For each line of the material, write out an exact copy.

Entries shown
►

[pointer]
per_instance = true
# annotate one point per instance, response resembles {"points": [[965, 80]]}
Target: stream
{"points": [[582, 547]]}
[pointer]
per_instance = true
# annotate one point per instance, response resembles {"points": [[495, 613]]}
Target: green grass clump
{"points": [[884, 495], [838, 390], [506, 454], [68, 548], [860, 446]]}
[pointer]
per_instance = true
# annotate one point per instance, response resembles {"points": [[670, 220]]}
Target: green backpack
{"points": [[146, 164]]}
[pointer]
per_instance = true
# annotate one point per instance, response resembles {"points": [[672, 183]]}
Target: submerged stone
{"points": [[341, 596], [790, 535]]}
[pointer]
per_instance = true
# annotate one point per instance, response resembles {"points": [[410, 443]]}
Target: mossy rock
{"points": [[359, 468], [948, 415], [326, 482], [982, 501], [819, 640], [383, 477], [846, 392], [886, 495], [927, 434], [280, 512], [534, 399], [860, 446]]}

◄

Written solution
[pointer]
per_instance = true
# annotate one point per instance, response resembles {"points": [[965, 80]]}
Target: stream
{"points": [[582, 547]]}
[pointer]
per_instance = true
# annotate one point per instance, response resembles {"points": [[495, 613]]}
Target: green grass clump
{"points": [[884, 495], [838, 390], [506, 454], [68, 548], [860, 446]]}
[pointer]
per_instance = true
# annotate one point per instance, response resembles {"points": [[670, 220]]}
Target: green backpack
{"points": [[146, 164]]}
[pointer]
per_instance = true
# annotate one point per instance, response resembles {"points": [[672, 183]]}
Target: submerged stone
{"points": [[341, 596], [790, 535]]}
[pointer]
per_instance = true
# annotate one point per instance, response resembles {"points": [[410, 443]]}
Target: mossy rock
{"points": [[359, 468], [948, 415], [326, 482], [982, 501], [819, 640], [383, 477], [846, 392], [886, 495], [927, 434], [280, 512], [534, 399], [860, 446]]}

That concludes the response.